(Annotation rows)
******************************
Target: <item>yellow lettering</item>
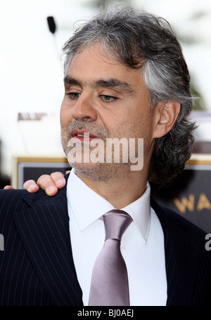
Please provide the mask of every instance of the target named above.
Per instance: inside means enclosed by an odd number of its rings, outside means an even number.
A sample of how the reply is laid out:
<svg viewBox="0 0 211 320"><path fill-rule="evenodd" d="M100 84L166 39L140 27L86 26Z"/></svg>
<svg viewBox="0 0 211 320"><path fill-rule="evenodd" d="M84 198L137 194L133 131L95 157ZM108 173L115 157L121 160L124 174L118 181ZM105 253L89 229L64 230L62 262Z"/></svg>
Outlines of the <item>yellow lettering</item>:
<svg viewBox="0 0 211 320"><path fill-rule="evenodd" d="M181 199L181 201L177 198L175 198L173 200L174 204L177 206L181 213L184 214L186 213L186 208L188 208L189 211L193 211L194 201L195 196L194 194L191 194L189 195L188 199L186 198L185 196L182 196Z"/></svg>
<svg viewBox="0 0 211 320"><path fill-rule="evenodd" d="M210 209L211 204L205 194L200 194L197 204L197 210L198 210L198 211L200 211L204 208Z"/></svg>

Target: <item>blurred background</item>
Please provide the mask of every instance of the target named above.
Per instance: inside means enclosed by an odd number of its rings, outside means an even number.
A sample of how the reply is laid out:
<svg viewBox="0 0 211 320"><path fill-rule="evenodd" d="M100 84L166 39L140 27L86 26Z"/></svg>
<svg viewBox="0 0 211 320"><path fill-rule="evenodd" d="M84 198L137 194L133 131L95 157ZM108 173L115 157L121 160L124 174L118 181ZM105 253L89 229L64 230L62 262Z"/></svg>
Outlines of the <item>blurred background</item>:
<svg viewBox="0 0 211 320"><path fill-rule="evenodd" d="M0 0L1 187L11 181L12 159L17 154L63 155L61 47L77 21L117 4L170 22L183 47L193 92L200 98L192 114L199 124L196 140L211 140L210 0Z"/></svg>

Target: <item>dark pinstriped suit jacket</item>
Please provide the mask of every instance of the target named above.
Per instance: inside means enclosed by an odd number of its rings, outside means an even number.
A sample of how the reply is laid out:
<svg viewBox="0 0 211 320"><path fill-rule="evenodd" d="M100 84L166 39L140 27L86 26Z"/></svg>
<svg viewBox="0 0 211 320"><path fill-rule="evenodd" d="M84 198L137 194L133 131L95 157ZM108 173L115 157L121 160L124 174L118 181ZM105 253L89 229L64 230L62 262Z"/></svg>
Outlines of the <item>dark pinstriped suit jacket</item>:
<svg viewBox="0 0 211 320"><path fill-rule="evenodd" d="M165 235L167 305L210 305L211 251L205 248L205 232L153 199L151 205ZM42 190L1 190L0 233L0 305L82 305L65 187L53 197Z"/></svg>

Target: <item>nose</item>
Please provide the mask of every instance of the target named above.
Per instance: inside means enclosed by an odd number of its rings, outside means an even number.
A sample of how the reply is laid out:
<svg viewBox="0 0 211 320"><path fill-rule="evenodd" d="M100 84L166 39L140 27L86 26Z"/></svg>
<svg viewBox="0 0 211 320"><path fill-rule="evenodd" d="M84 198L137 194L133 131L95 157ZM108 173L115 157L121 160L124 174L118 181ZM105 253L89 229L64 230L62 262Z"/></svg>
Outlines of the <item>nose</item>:
<svg viewBox="0 0 211 320"><path fill-rule="evenodd" d="M77 99L72 109L72 116L75 119L89 119L95 121L97 118L97 112L91 95L89 93L82 93Z"/></svg>

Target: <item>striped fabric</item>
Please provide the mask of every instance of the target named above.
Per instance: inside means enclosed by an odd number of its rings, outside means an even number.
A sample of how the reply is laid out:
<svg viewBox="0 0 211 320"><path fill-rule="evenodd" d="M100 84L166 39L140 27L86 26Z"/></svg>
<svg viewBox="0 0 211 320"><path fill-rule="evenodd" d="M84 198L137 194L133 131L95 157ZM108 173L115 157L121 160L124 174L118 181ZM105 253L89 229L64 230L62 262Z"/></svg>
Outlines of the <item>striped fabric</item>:
<svg viewBox="0 0 211 320"><path fill-rule="evenodd" d="M205 248L205 234L151 201L165 236L167 305L210 304L211 251ZM82 305L65 187L53 197L43 190L1 190L0 234L0 305Z"/></svg>

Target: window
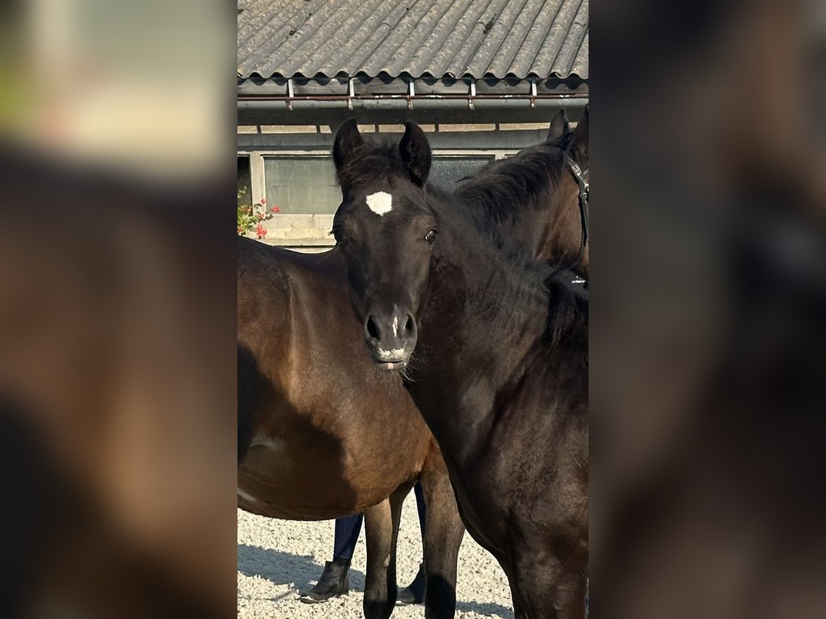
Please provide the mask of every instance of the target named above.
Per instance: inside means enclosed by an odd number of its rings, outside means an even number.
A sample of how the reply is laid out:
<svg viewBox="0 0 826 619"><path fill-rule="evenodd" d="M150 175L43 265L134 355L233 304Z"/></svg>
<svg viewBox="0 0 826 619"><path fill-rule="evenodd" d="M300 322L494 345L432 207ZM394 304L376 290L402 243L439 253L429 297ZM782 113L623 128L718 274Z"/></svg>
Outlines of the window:
<svg viewBox="0 0 826 619"><path fill-rule="evenodd" d="M491 155L440 155L434 154L428 180L449 191L456 188L457 183L470 177L492 161Z"/></svg>
<svg viewBox="0 0 826 619"><path fill-rule="evenodd" d="M238 156L238 206L249 206L253 203L252 187L249 185L249 157Z"/></svg>
<svg viewBox="0 0 826 619"><path fill-rule="evenodd" d="M267 206L281 213L332 215L341 203L329 154L265 157L263 174Z"/></svg>
<svg viewBox="0 0 826 619"><path fill-rule="evenodd" d="M263 178L253 170L252 182L260 184L268 210L278 207L288 215L333 215L341 203L341 190L335 184L335 167L329 153L263 153ZM447 191L453 191L465 177L472 176L496 158L496 154L470 152L439 153L433 155L429 180ZM259 160L260 161L260 160ZM248 188L249 201L249 158L238 157L239 189ZM261 169L261 168L256 168ZM260 175L260 172L259 172ZM257 196L259 194L256 194ZM240 203L241 198L239 198Z"/></svg>

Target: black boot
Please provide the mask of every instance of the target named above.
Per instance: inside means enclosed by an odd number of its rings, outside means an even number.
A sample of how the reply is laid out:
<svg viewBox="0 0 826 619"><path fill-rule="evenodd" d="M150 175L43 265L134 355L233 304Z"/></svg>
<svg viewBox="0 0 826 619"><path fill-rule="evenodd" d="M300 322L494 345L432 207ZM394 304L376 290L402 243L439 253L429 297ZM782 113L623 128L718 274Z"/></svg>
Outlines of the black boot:
<svg viewBox="0 0 826 619"><path fill-rule="evenodd" d="M301 593L301 601L317 604L330 598L347 595L350 590L350 562L333 560L324 565L324 571L318 584L309 591Z"/></svg>
<svg viewBox="0 0 826 619"><path fill-rule="evenodd" d="M396 598L398 604L420 604L425 601L425 590L427 588L427 574L425 574L425 564L419 564L419 573L413 579L409 587L405 587Z"/></svg>

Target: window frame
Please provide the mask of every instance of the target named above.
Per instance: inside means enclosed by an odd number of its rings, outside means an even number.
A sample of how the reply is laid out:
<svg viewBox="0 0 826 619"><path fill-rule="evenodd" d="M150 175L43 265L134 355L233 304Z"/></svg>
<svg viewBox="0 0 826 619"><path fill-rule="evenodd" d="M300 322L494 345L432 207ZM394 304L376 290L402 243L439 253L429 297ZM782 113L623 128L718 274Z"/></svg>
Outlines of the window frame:
<svg viewBox="0 0 826 619"><path fill-rule="evenodd" d="M494 160L504 159L519 153L519 149L434 149L434 157L490 157ZM239 157L249 158L249 186L253 204L260 204L266 197L267 185L264 173L264 159L268 157L330 157L329 149L238 149ZM295 213L293 215L301 215ZM307 214L310 215L310 214Z"/></svg>

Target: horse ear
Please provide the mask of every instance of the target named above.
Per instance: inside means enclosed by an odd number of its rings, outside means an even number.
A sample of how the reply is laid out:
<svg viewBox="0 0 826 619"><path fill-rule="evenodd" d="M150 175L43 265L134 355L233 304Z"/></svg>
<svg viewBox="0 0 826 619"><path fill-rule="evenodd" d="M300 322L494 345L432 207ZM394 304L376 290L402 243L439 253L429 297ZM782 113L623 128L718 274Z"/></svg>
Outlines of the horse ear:
<svg viewBox="0 0 826 619"><path fill-rule="evenodd" d="M545 143L554 144L555 142L558 142L570 130L571 127L567 123L567 116L565 115L565 110L562 109L553 116L553 119L551 120L551 129L548 132Z"/></svg>
<svg viewBox="0 0 826 619"><path fill-rule="evenodd" d="M582 117L577 123L577 129L573 132L573 143L583 152L588 152L588 106L585 106Z"/></svg>
<svg viewBox="0 0 826 619"><path fill-rule="evenodd" d="M353 158L358 149L364 145L364 138L358 133L356 119L351 118L339 127L333 143L333 161L335 169L340 170Z"/></svg>
<svg viewBox="0 0 826 619"><path fill-rule="evenodd" d="M430 144L427 143L425 132L415 122L408 120L405 123L405 135L399 144L399 154L413 182L423 187L430 172Z"/></svg>

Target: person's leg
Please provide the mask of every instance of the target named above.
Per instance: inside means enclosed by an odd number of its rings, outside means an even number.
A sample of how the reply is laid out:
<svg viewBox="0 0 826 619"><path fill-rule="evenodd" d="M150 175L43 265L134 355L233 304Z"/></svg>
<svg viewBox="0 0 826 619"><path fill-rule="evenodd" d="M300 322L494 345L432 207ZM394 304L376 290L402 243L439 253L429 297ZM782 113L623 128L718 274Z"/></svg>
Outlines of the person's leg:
******************************
Reproduce the rows word for word from the beginning through the line containing "199L181 201L177 198L175", including that line, and omit the picture.

Target: <item>yellow lettering</item>
Please provide the mask of every instance of the target named above.
Per instance: inside means enclosed by an odd number of its rings, outside means an even number.
A sample of how the reply is laid out:
<svg viewBox="0 0 211 320"><path fill-rule="evenodd" d="M100 84L166 39L140 27L86 26Z"/></svg>
<svg viewBox="0 0 211 320"><path fill-rule="evenodd" d="M84 198L137 194L133 131L95 157ZM108 173L115 157L121 160L124 174L118 181ZM105 253L89 229L64 230L62 262Z"/></svg>
Outlines of the <item>yellow lettering</item>:
<svg viewBox="0 0 211 320"><path fill-rule="evenodd" d="M181 199L181 201L177 198L175 198L173 200L174 204L177 206L181 213L184 214L186 213L186 208L188 208L189 211L193 211L194 201L195 196L194 194L191 194L189 195L188 199L186 198L185 196L182 196Z"/></svg>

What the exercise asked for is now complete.